Text to read:
⁂
Suppose that \(M\) reaches a certain configuration \(\alpha\) (which is not accepting or rejecting). Knowing just this configuration and \(M\)’s transition function \(\delta\), one can determine the configuration \(\beta\) that \(M\) will reach at the next step of the computation. (As an exercise, make this statement precise.) We write \[\alpha \vdash_M \beta\] and say that “\(\alpha\) yields \(\beta\) (in \(M\))”. If it is obvious what \(M\) we’re talking about, we drop the subscript \(M\) and just write \(\alpha \vdash \beta\).

Given an input \(x \in \Sigma^*\) we say that \(M(x)\) *halts* if there exists a sequence of configurations (called the *computation path*) \(\alpha_0, \alpha_1, \dots, \alpha_{T}\) such that:

\(\alpha_0 = q_0x\), where \(q_0\) is \(M\)’s initial state;

\(\alpha_t \vdash_M \alpha_{t+1}\) for all \(t = 0, 1, 2, \dots, T-1\);

\(\alpha_T\) is either an accepting configuration (in which case we say \(M(x)\)

*accepts*) or a rejecting configuration (in which case we say \(M(x)\)*rejects*).

Otherwise, we say \(M(x)\) *loops*.

Let \(M\) denote the Turing machine shown below, which has input alphabet \(\Sigma = \{{\texttt{0}}\}\) and tape alphabet \(\Gamma = \{{\texttt{0}},{\texttt{x}}, \sqcup\}\).

Write out the computation path \[\alpha_0 \vdash_M \alpha_1 \vdash_M \cdots \vdash_M \alpha_T\] for \(M({\texttt{0000}})\) and determine whether it accepts or rejects.

Read down first and then to the right. \[\begin{aligned} q_0{\texttt{0000}} \qquad q_4{\texttt{x0x}} \qquad & {\texttt{x}}q_4{\texttt{xx}} \\ q_1{\texttt{000}} \quad q_4\sqcup{\texttt{x0x}} \qquad & q_4{\texttt{xxx}} \\ {\texttt{x}}q_2{\texttt{00}} \qquad q_1{\texttt{x0x}} \qquad & q_4\sqcup{\texttt{xxx}} \\ {\texttt{x0}}q_3{\texttt{0}} \qquad {\texttt{x}}q_1{\texttt{0x}} \qquad & q_1{\texttt{xxx}} \\ {\texttt{x0x}}q_2 \qquad {\texttt{xx}}q_2{\texttt{x}} \qquad & {\texttt{x}}q_1{\texttt{xx}} \\ {\texttt{x0}}q_4{\texttt{x}} \qquad {\texttt{xxx}}q_2 \qquad & {\texttt{xx}}q_1{\texttt{x}} \\ {\texttt{x}}q_4{\texttt{0x}} \qquad {\texttt{xx}}q_4{\texttt{x}} \qquad & {\texttt{xxx}}q_1 \\ & {\texttt{xxx}} \sqcup q_\text{acc}\end{aligned}\] \(M({\texttt{0000}})\) accepts.

Let \(f: \Sigma^* \to \{0,1\}\) be a decision problem and let \(M\) be a TM with input alphabet \(\Sigma\). We say that \(M\) *solves* (or *decides*, or *computes*) \(f\) if the input/output behavior of \(M\) matches \(f\) exactly, in the following sense: for all \(w \in \Sigma^*\), \(M(w) = f(w)\).
⁂
Collection entries:
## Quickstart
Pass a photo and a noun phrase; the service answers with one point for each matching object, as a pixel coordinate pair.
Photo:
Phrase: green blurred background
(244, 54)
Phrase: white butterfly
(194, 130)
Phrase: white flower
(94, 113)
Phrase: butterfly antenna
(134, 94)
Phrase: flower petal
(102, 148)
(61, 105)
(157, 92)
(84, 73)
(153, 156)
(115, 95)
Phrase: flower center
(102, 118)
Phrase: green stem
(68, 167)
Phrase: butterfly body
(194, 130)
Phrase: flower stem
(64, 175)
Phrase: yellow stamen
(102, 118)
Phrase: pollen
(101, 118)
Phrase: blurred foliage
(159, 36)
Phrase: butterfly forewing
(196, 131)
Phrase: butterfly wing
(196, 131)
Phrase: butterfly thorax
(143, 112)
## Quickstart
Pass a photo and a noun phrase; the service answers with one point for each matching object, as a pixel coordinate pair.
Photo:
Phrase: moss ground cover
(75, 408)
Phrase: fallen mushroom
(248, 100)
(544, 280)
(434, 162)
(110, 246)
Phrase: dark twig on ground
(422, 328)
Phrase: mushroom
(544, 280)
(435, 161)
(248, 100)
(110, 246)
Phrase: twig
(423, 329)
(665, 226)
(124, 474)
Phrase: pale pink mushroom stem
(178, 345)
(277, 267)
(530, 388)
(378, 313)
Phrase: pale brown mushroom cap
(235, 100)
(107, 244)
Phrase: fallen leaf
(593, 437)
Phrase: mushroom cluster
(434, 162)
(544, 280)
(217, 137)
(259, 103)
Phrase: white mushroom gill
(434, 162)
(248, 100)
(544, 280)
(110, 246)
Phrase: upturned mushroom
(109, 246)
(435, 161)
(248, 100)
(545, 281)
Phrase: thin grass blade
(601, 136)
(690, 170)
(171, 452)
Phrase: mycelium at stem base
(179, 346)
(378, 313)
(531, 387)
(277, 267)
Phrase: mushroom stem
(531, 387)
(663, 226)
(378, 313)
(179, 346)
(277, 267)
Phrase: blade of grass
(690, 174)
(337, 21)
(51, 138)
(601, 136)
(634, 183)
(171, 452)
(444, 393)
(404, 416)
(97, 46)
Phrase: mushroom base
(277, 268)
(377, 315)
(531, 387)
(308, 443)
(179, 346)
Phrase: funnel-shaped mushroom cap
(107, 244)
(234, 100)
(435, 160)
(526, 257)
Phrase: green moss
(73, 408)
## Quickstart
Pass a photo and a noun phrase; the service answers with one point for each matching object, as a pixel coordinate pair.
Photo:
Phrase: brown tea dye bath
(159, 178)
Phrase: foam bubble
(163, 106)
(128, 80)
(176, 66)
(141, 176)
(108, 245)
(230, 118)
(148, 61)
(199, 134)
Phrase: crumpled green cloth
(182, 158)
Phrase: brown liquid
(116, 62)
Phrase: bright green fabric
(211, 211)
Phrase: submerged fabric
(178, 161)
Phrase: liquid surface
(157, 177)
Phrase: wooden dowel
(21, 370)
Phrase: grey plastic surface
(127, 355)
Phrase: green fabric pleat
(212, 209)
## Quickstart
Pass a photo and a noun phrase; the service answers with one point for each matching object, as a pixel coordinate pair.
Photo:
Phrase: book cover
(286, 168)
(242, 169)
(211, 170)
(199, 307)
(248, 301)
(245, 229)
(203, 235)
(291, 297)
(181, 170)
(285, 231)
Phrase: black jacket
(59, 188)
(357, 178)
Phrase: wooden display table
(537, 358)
⁂
Given problem:
For each statement, answer yes or no to whether it agrees with the text on Turing machines, and quote the words of the text that decide it. 1. The configurations listed for the input 0000 are meant to be read across each row first. 2. A computation path is a sequence of configurations. 3. A machine is said to loop on an input when it does not halt on it.

Result:
1. No: "Read down first and then to the right."
2. Yes: "there exists a sequence of configurations (called the *computation path*)"
3. Yes: "Otherwise, we say \(M(x)\) *loops*."